[START Entries provided]
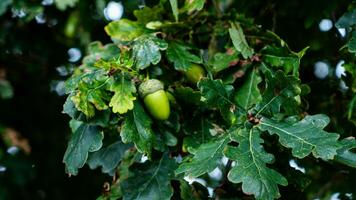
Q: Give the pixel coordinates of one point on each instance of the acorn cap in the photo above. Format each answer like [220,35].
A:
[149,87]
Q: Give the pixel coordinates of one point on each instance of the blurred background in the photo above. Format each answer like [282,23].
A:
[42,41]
[END Entries provided]
[START Entries provided]
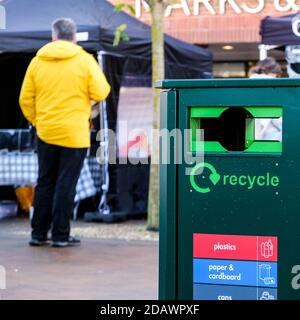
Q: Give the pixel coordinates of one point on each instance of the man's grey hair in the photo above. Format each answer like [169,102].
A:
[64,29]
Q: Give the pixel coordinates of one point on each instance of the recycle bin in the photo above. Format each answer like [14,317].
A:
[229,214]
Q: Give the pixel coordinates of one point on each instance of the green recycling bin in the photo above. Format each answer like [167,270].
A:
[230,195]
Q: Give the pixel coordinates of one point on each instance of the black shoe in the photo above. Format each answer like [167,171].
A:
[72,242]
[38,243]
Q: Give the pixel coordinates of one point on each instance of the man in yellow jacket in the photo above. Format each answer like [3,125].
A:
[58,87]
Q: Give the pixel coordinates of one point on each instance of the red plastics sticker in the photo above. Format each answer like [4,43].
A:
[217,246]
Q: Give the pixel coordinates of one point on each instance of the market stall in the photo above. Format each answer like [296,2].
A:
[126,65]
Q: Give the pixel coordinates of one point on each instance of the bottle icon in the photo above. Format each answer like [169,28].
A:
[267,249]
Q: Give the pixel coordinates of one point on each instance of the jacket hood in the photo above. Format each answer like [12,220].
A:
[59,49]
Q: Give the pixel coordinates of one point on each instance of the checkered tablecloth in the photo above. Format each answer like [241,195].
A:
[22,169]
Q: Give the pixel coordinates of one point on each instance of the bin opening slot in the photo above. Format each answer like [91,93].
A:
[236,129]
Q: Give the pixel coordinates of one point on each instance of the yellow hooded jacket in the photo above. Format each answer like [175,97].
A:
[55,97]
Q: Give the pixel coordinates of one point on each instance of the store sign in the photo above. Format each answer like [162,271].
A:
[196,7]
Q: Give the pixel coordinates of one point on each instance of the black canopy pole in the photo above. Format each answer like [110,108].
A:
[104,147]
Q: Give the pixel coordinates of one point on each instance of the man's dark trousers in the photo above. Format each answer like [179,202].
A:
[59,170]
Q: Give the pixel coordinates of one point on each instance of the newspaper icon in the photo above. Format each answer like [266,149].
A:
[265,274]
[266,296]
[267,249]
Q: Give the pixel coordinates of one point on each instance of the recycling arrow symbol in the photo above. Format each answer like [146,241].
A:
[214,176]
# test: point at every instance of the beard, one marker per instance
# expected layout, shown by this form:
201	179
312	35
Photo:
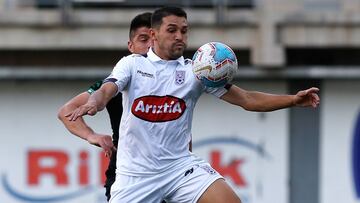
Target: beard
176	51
[END Entries provided]
> **Work to complete**
Return each line from the rows above that includes the word "black".

> **Problem solution**
Q: Give the pixel coordinates of one point on each instance of the black shoe in the photo above. Format each answer like [167,171].
Q: Give the pixel coordinates of one point on each instance of the black canopy pole in the photo above. Format each answer like [110,108].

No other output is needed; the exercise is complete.